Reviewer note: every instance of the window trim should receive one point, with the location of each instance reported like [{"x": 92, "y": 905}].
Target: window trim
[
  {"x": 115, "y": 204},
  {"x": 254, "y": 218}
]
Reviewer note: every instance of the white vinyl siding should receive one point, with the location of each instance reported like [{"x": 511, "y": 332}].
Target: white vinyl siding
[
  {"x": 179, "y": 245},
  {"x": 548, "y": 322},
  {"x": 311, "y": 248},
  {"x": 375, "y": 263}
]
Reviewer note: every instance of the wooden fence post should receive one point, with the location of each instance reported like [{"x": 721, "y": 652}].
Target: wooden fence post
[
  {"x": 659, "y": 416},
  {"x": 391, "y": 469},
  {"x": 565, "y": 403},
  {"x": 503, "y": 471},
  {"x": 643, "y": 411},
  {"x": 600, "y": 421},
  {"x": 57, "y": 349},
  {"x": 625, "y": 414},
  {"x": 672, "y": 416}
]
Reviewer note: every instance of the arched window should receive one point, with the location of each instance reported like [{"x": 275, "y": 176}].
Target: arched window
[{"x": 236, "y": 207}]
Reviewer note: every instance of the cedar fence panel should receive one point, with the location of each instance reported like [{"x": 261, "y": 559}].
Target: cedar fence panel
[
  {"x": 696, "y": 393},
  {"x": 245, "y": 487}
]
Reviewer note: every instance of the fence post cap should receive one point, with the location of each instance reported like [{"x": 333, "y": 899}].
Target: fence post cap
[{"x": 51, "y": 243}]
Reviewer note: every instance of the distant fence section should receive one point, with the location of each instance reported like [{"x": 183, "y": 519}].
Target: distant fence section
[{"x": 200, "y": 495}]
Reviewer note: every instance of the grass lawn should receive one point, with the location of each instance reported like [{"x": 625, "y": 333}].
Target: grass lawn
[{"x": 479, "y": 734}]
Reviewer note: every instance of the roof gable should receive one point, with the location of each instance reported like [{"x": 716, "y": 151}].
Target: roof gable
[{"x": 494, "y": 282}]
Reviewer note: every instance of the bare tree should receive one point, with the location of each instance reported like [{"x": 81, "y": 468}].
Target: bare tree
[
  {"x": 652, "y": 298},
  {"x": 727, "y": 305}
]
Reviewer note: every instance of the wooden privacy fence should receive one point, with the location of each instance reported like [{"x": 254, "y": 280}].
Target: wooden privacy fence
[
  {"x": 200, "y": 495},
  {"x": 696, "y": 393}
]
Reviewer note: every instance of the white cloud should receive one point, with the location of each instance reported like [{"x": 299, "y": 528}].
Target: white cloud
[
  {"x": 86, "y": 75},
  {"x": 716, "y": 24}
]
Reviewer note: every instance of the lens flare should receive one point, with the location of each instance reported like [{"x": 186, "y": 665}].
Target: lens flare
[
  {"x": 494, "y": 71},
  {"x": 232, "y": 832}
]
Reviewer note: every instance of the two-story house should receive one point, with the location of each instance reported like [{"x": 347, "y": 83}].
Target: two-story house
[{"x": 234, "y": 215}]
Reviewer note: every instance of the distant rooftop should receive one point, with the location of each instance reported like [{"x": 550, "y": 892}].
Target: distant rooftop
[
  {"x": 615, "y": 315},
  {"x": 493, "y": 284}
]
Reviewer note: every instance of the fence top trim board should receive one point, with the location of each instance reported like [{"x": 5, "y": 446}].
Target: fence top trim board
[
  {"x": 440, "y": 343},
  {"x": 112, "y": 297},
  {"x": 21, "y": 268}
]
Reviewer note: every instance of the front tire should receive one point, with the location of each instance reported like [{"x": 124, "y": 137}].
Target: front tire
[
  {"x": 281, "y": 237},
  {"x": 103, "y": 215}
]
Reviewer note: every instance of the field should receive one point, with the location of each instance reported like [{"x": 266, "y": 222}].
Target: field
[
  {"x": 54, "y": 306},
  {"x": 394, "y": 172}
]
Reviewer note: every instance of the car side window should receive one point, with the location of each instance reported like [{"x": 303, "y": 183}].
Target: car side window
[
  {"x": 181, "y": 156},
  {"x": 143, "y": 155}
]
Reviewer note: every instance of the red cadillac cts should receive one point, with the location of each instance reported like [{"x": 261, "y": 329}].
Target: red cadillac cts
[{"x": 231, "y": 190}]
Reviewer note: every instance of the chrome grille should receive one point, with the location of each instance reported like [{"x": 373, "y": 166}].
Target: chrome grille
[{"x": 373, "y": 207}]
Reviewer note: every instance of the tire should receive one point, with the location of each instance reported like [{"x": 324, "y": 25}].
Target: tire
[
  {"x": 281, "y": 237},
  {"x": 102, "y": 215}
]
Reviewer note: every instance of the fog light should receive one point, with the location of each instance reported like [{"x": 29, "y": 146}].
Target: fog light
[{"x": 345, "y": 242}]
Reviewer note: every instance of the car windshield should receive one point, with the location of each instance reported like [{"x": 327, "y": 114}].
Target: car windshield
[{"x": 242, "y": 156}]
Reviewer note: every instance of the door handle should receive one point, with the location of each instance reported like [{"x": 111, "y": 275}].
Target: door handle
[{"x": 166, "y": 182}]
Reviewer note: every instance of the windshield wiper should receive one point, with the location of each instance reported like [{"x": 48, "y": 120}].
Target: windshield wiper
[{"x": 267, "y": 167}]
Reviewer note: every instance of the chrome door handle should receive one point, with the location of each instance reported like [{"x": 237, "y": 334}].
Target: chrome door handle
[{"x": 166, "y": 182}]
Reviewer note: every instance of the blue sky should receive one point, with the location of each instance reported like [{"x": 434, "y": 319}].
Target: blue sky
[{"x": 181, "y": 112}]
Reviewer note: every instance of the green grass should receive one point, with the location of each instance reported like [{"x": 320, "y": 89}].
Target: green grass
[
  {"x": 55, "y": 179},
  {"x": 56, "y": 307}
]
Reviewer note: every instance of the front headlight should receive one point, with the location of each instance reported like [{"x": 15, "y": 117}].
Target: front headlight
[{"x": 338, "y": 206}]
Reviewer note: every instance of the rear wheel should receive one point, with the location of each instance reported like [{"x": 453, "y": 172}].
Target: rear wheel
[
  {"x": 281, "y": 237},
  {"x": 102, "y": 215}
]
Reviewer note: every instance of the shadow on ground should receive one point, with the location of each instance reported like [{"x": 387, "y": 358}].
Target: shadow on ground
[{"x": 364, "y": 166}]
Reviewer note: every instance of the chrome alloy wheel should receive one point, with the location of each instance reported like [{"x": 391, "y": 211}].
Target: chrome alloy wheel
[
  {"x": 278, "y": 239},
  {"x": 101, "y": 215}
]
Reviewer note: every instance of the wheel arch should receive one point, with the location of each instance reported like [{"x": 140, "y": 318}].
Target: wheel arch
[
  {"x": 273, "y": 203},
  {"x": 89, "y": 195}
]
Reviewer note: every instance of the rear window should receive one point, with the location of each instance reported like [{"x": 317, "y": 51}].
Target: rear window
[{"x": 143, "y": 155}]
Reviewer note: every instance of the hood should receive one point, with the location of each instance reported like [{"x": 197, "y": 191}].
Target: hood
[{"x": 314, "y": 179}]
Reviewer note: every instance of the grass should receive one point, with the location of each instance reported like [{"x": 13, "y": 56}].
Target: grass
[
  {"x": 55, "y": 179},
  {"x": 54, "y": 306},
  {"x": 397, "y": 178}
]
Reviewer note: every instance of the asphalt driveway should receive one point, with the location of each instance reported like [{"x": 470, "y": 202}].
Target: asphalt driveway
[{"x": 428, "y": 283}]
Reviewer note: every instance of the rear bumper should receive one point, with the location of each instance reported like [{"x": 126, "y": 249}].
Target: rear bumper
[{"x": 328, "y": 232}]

:: AIM OF THE TASK ::
With the line holding "Target: distant fence section" as the first and the line holding "Reviewer note: every instance of the bare" as the last, please transcribe exactly the lines of the material above in that range and nothing else.

:: TASK ANSWER ::
Target: distant fence section
[{"x": 200, "y": 495}]
Reviewer note: every instance of the grass lawn should receive one point, with the location of each instance reported like [{"x": 625, "y": 333}].
Target: grass lawn
[{"x": 479, "y": 734}]
Reviewer note: every instance of the roof gable should receive one point, with the location of each instance reported like [{"x": 716, "y": 151}].
Target: roof gable
[{"x": 494, "y": 282}]
Reviewer note: every instance of the bare tree should receive one point, with the location of each instance reported like [{"x": 81, "y": 468}].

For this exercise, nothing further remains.